Trecho do documento.
::::::::::

O Código Florestal é um dos principais elementos norteadores de muitas das propostas da Coalizão. Além de promover a sinergia de debates, a FT também terá como objetivos induzir discussões sobre o tema entre os grupos internos, quando necessário, e fazer a ponte com atores externos estratégicos para essa agenda.

Beto Mesquita, diretor de Florestas e Políticas Públicas da BVRio e membro do Grupo Estratégico (GE) e colíder do Fórum de Diálogo Políticas Públicas e Instrumentos Econômicos da Coalizão, explica, nesta entrevista, os principais motivos para a criação da FT e como será a sua atuação. “A Coalizão está sempre se referenciando em diferentes dispositivos previstos no Código Florestal, que é, portanto, o seu principal alicerce regulatório. Não é o único, mas é sem dúvida o principal”, afirma.

A primeira reunião da nova FT deve ocorrer ainda neste mês.

Leia a seguir os principais trechos da conversa.

Qual a posição da Coalizão Brasil em relação ao Código Florestal e qual o seu papel para a agenda do movimento?

::::::::::

[Entradas armazenadas]

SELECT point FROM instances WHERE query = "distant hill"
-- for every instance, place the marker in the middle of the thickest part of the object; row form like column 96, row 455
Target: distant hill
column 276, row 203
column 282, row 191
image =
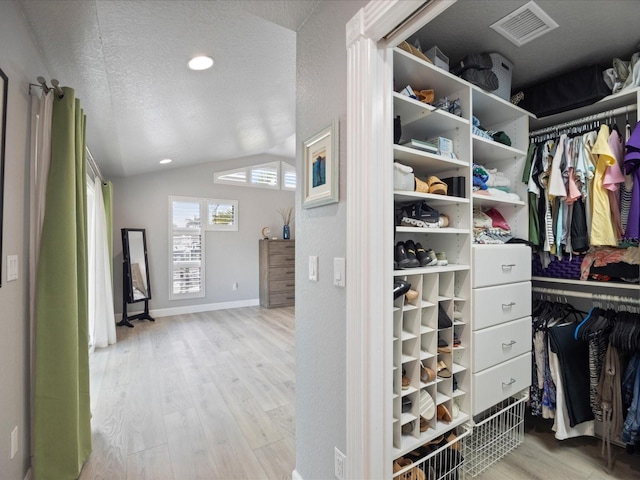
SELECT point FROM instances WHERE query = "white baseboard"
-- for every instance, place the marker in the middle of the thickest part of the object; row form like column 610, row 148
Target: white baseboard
column 207, row 307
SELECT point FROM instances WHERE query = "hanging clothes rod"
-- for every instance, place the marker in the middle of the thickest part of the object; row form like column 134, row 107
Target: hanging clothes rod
column 93, row 165
column 591, row 296
column 46, row 89
column 583, row 120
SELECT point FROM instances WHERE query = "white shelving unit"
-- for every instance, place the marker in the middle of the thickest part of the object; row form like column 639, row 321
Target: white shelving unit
column 415, row 326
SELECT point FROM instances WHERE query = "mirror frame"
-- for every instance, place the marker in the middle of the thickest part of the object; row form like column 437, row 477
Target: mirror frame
column 127, row 276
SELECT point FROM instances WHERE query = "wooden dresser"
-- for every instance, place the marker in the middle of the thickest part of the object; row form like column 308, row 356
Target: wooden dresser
column 277, row 273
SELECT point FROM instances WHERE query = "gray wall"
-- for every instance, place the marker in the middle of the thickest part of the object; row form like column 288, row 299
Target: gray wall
column 320, row 307
column 22, row 63
column 142, row 201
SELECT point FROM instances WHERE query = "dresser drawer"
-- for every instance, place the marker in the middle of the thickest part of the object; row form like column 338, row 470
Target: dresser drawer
column 500, row 382
column 500, row 264
column 282, row 286
column 282, row 299
column 282, row 273
column 500, row 343
column 496, row 305
column 286, row 259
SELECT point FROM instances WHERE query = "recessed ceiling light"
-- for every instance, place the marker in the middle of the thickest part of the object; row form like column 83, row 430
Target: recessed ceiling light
column 200, row 63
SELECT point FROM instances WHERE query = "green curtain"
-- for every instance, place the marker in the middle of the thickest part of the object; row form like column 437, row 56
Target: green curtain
column 62, row 410
column 107, row 197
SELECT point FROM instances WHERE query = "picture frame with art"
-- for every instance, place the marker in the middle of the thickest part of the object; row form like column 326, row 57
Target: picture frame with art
column 320, row 185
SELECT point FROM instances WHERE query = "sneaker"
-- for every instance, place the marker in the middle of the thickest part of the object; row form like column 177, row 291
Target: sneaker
column 419, row 215
column 423, row 256
column 403, row 259
column 442, row 259
column 410, row 248
column 400, row 287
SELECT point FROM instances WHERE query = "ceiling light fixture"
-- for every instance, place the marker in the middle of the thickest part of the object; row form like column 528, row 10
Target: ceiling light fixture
column 200, row 63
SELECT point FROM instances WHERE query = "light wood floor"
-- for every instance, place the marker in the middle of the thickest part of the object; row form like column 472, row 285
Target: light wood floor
column 208, row 395
column 542, row 457
column 211, row 396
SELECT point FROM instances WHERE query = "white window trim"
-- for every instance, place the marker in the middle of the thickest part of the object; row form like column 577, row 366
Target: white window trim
column 203, row 289
column 221, row 227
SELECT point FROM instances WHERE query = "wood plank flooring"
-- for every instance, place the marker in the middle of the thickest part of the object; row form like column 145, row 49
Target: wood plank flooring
column 211, row 396
column 208, row 395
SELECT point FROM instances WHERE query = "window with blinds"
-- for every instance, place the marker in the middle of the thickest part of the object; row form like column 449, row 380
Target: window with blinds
column 275, row 175
column 187, row 254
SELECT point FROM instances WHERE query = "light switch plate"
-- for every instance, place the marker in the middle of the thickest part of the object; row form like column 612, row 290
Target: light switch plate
column 338, row 272
column 313, row 268
column 12, row 268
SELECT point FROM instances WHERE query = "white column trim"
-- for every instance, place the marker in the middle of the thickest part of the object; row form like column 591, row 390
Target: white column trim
column 369, row 316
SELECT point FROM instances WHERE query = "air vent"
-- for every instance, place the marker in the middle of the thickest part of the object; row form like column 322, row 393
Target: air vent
column 524, row 24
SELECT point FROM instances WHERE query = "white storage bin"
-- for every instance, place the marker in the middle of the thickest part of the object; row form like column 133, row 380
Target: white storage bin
column 503, row 69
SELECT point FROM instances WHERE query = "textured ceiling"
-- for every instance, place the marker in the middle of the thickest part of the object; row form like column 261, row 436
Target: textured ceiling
column 127, row 63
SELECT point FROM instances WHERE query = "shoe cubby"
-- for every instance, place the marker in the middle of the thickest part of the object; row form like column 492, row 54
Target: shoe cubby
column 445, row 287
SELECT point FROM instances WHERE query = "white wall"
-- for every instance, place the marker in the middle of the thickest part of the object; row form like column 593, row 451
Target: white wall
column 320, row 307
column 142, row 201
column 22, row 63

::::::::::

Conjunto de exercícios.
A: Segundo o trecho sobre o Código Florestal, quando deve ocorrer a primeira reunião da nova FT?
B: Localize na listagem todas as linhas que contêm a palavra "gray" e copie cada uma delas.

Respostas.
A: Ainda neste mês.

B:
SELECT point FROM instances WHERE query = "gray wall"
Target: gray wall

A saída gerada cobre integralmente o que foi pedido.